#### DIRECTION A
In the text about the brute-force scoring bot, how many possible 17-placement endgames are there?
#### DIRECTION B
Write the next few sentences of the text about the brute-force scoring bot, picking up right after its last sentence.

• Move 1: 1 point
  • Move 2: 1 point
  • Move 3: 4 points
  • Move 4: 4 points
  • Move 5: 1 point
  • Move 6: 1 point
  • Move 7: 4 points
  • Move 8: 1 point
  • Move 9: 4 points
  • Move 10: 6 points
  • Move 11: 7 points
  • Move: 12: 8 points
  • Move 13: 7 points
  • Move 14: 7 points
  • Move 15: 7 points
  • Move 16: 7 points
  • Move 17: 7 points
  • Endgame Bonus: 10 + 10 + 7 + 7 + 2 == 36 Endgame Bonus
  • Total Score: 113

Note that while this is “optimal” placements, it is not the best sequence in-game. For example, sequence 8, 9, 10, 11, and 12 are going backwards. I’m not sure how to rewrite my program to account for the top-down placements per round however. So there’s still work to be done.

This was a relatively simple brute-force bot that exhaustively checked all possibilities for the best possible placement. So I’m pretty sure I’ve go the best placement here. Well, maybe it was more “Dynamic Programming”. I worked backwards: I calculated all possible 17-placement endgames (there’s only 1.081 million of them, aka 25-choose-17), and then back-calculated all possible moves back to move#1.

Then I calculate from move#1 forward, choosing the best endgame move now that all possible endgames have been searched. Chess-programming fans would know this as a “Tablebase” approach.

#### LISTED ENTRIES

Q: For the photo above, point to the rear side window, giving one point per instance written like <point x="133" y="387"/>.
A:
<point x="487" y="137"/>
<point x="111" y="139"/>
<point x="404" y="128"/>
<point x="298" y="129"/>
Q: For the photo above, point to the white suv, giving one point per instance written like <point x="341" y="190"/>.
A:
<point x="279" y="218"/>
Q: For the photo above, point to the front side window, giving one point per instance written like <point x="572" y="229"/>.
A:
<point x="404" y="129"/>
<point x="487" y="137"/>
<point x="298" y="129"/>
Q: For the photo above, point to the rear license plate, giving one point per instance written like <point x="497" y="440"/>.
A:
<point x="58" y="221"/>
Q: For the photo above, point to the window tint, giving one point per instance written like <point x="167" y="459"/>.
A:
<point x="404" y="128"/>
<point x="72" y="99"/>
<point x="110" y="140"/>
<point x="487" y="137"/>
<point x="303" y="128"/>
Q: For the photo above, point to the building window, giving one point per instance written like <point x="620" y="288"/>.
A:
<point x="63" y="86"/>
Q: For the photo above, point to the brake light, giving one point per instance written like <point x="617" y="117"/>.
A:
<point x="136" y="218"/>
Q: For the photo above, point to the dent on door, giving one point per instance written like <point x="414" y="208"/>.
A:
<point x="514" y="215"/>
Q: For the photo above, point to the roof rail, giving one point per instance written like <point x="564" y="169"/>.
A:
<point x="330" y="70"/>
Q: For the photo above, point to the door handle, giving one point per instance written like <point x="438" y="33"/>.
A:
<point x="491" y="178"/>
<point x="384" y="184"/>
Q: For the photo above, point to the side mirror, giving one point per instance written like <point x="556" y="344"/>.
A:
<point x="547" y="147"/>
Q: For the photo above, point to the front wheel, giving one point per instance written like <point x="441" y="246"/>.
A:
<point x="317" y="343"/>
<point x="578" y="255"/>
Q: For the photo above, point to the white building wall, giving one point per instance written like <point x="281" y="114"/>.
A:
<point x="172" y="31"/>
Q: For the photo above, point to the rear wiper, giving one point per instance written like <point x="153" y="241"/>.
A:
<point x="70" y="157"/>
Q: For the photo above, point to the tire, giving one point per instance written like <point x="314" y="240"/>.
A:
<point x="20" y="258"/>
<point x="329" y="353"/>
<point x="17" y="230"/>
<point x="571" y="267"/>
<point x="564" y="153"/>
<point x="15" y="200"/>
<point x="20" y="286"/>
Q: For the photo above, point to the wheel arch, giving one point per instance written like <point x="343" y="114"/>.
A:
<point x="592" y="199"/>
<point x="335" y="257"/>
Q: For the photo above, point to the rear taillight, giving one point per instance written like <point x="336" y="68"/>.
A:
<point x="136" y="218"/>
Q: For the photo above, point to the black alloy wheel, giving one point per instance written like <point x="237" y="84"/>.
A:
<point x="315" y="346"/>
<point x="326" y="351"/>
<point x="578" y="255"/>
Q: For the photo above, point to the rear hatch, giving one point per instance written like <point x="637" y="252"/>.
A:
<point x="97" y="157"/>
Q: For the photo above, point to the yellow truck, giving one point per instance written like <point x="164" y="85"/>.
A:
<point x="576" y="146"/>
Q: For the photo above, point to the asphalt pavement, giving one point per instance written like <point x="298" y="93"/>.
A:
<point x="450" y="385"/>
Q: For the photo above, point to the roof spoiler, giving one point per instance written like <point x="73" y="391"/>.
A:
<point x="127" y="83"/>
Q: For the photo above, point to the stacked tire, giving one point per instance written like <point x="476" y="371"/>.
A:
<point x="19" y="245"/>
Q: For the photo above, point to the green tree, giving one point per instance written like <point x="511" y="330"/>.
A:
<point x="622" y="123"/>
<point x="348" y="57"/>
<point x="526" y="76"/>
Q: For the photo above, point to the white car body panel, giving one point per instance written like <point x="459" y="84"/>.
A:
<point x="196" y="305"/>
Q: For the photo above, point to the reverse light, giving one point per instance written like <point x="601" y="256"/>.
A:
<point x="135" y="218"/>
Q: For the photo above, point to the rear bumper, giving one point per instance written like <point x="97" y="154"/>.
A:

#### EXERCISE OUTPUT A
About 1.081 million, which is 25-choose-17.

#### EXERCISE OUTPUT B
EDIT: Searching the ~60 million possible optimal games proved to be difficult, as my computer ran out of RAM at 2GB (ummm… I got a 32GB system here. WTF Windows?). I’m sure there was some compiler flag I messed up on.

But I did a few heuristics and came up with the following board:

This is a 17-placement across 5 rounds with as many placements on the “top” of the board that I could find with my program.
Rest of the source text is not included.